# SOURCE DATA
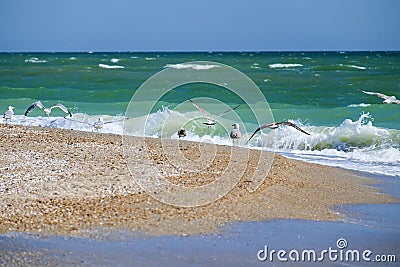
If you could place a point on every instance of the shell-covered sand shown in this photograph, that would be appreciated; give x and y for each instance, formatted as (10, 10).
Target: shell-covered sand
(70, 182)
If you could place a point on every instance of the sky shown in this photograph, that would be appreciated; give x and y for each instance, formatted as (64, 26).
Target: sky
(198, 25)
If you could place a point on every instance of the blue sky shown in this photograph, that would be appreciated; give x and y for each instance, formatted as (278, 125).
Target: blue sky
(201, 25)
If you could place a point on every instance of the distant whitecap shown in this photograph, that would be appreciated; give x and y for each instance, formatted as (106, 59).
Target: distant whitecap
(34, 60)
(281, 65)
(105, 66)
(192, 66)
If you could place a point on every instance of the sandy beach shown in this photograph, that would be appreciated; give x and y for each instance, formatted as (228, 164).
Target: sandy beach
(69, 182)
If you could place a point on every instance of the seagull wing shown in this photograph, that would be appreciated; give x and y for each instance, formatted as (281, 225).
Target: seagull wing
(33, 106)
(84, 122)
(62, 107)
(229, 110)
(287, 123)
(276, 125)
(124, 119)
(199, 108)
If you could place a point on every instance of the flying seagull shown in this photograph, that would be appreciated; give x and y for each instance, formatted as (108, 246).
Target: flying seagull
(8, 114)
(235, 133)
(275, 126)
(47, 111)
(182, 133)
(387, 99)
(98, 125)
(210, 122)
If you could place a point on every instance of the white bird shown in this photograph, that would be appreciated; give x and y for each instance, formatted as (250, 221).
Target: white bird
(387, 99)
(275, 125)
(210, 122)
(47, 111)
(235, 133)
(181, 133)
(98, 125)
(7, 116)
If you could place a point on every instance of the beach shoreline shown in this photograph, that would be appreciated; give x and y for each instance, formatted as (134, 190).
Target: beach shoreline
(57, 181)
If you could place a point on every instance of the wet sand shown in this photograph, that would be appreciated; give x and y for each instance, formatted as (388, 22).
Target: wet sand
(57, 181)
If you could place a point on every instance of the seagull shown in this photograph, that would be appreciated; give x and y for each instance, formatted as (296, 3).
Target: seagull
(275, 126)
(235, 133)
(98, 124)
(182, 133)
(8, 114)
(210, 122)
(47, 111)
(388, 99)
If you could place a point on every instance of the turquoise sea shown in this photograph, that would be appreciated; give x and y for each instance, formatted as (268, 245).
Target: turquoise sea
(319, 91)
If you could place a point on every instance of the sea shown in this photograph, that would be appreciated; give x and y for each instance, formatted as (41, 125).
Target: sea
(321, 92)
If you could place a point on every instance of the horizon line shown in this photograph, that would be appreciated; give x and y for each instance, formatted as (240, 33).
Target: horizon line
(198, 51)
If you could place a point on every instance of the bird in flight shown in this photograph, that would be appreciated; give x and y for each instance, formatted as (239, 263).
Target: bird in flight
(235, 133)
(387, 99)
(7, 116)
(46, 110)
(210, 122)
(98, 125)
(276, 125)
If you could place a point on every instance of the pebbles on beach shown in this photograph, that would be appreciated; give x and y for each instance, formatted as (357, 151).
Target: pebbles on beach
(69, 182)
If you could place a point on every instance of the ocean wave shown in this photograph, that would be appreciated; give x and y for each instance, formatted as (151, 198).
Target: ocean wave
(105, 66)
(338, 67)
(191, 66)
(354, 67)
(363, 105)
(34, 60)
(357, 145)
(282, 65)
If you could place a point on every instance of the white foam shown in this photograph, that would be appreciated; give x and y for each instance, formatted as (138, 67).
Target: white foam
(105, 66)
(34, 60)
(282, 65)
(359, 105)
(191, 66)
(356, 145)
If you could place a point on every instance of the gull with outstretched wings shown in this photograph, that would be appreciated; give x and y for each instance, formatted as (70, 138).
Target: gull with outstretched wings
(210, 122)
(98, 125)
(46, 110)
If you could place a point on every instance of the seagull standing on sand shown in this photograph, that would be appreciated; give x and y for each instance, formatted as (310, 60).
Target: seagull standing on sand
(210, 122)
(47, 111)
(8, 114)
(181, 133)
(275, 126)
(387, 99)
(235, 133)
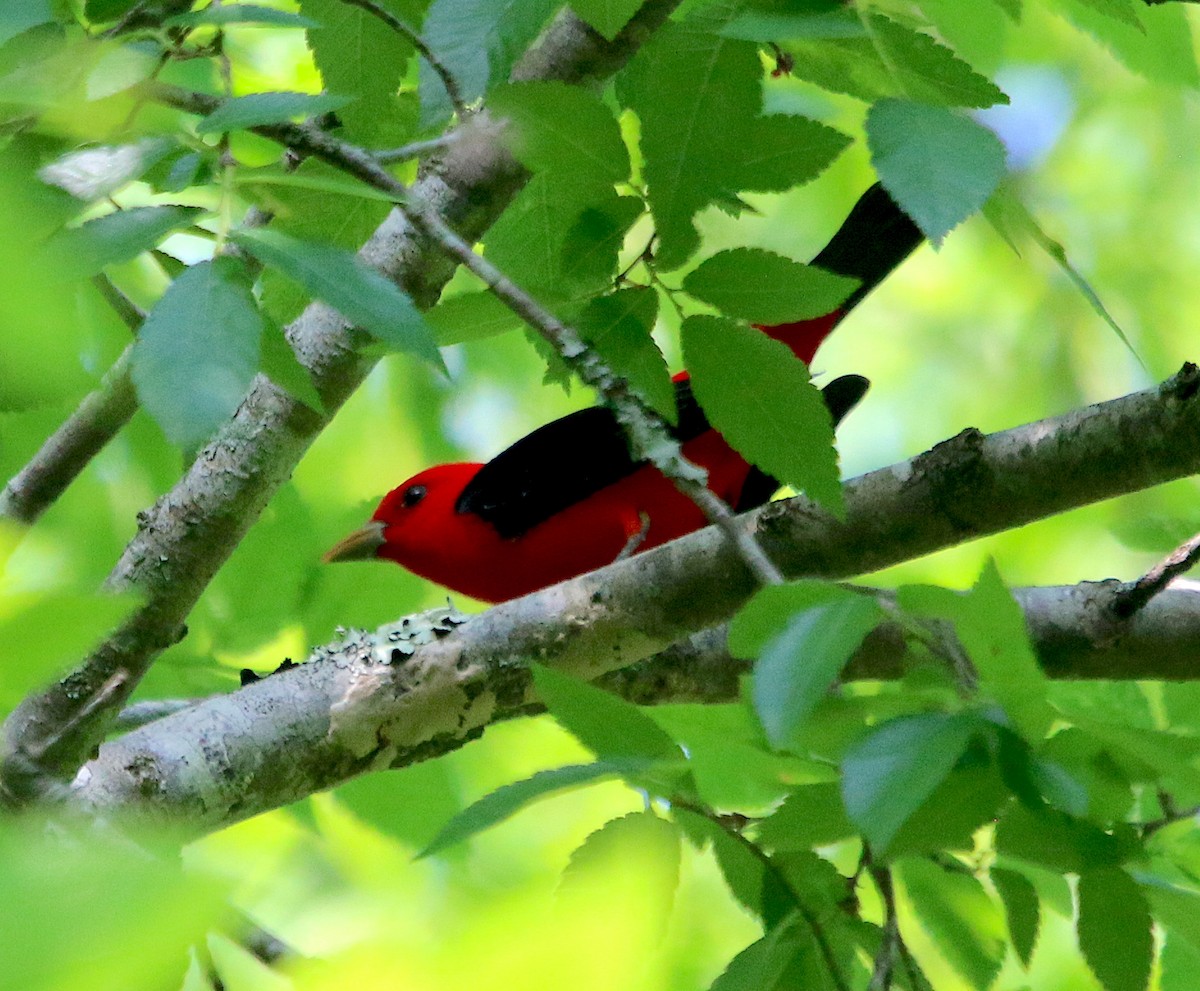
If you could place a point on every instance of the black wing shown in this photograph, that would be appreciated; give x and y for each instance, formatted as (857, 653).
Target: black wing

--

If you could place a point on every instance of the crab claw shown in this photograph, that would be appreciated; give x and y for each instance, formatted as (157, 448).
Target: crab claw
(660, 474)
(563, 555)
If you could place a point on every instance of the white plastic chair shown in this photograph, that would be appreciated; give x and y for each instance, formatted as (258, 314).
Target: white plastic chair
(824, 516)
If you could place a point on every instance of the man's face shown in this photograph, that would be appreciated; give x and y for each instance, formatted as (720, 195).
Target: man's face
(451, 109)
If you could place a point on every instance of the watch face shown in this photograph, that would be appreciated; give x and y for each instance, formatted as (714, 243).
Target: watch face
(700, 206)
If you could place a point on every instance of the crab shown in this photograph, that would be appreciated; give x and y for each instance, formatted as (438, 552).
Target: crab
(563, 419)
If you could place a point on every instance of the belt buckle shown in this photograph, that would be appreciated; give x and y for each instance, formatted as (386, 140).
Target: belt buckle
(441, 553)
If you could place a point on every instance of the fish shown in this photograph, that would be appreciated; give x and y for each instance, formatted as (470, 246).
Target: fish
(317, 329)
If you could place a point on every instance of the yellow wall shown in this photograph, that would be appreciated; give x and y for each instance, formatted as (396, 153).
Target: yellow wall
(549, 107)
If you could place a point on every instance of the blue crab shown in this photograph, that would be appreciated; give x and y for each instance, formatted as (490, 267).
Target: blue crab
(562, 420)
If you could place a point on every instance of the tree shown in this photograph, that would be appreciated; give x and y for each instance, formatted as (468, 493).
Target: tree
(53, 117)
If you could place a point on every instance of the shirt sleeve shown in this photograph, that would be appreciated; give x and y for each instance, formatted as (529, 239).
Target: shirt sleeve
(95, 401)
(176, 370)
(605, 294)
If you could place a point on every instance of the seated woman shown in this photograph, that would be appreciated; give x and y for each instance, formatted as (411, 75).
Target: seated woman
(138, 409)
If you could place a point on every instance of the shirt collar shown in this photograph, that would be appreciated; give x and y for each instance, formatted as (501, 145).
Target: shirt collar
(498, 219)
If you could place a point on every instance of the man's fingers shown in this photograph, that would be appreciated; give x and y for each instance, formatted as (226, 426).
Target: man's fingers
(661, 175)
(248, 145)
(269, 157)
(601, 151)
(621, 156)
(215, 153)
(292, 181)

==

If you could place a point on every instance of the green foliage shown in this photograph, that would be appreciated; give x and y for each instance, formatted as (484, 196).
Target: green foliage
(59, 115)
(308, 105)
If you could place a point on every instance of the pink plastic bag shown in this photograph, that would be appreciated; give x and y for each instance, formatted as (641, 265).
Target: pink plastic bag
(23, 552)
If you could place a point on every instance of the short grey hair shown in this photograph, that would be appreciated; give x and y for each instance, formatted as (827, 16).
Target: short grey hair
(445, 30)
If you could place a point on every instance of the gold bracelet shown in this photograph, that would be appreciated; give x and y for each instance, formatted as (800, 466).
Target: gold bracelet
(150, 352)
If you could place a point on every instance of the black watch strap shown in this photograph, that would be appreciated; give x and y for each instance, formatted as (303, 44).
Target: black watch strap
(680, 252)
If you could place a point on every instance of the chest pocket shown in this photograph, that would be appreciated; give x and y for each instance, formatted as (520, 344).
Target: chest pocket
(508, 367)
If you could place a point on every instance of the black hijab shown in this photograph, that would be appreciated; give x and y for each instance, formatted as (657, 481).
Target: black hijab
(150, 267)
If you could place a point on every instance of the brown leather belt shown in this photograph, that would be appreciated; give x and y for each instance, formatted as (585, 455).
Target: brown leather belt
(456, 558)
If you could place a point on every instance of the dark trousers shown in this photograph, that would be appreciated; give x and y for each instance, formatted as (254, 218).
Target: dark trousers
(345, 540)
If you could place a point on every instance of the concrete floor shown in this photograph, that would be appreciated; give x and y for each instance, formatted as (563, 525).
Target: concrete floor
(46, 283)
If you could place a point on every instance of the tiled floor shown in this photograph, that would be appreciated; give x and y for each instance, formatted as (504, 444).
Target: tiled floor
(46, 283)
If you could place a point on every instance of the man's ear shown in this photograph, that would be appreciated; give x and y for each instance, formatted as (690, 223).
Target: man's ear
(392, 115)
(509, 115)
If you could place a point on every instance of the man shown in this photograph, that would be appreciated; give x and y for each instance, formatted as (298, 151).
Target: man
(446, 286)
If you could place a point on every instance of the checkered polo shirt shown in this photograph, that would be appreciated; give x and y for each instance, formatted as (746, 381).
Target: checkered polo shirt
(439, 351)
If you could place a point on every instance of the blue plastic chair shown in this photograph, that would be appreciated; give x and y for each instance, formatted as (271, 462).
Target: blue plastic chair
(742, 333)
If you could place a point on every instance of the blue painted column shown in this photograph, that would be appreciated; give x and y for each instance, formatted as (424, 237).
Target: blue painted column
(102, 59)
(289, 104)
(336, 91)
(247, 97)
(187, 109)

# PROBLEM TO WORK ON
Among the lines above, repeat exactly those from the line with "as (720, 195)." to the line with "as (386, 140).", counting both ends.

# SOLUTION FOR THIS EXERCISE
If you could place a point on every instance of the man's face shown in this photograph, that would be appreciated; give x and y for each instance, formatted as (720, 195).
Target: man's face
(451, 109)
If you could place a point on every instance of the watch face shown in this photograph, that would be appreciated; give x and y for each instance, formatted as (714, 243).
Target: watch face
(700, 206)
If you could place a point on every instance of the crab shown in this photograph, that would be appreciated; give x and y for each instance, formatted as (438, 552).
Target: crab
(563, 419)
If you could place a point on every instance of the belt buckle shown in this photograph, that would be appreciated; give x and y for each instance, formatted as (386, 140).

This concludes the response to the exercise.